Goal: In the records below, change "green tree" to "oak tree" and leave everything else as it is.

Recorded data:

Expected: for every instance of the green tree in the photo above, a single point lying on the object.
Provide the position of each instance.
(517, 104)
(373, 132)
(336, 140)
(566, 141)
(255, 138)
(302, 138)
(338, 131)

Expected answer:
Expected: for every instance of the oak tree in the photo above, a single point lying on the object.
Provide the position of each instance.
(517, 104)
(373, 132)
(336, 140)
(566, 141)
(255, 138)
(302, 138)
(338, 131)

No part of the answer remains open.